[Items from a dataset]
++++
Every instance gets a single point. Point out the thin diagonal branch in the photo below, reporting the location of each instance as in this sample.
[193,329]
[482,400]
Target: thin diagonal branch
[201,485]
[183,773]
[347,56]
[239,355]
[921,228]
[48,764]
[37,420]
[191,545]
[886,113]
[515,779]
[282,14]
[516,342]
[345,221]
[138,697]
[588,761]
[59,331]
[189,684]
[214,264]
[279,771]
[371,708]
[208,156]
++++
▶ [Task to carry out]
Exactly as shown, repeat every record.

▶ [Exercise solution]
Every instance gets a single point. Point out the thin diagonal branch in the photo below, reporting the location of each instance as in this sample.
[193,329]
[482,400]
Target: thin diagonal branch
[201,485]
[183,773]
[347,56]
[239,355]
[921,228]
[48,764]
[37,420]
[191,545]
[886,113]
[515,779]
[282,14]
[516,342]
[345,221]
[138,697]
[588,761]
[59,331]
[189,684]
[214,264]
[279,771]
[371,708]
[208,156]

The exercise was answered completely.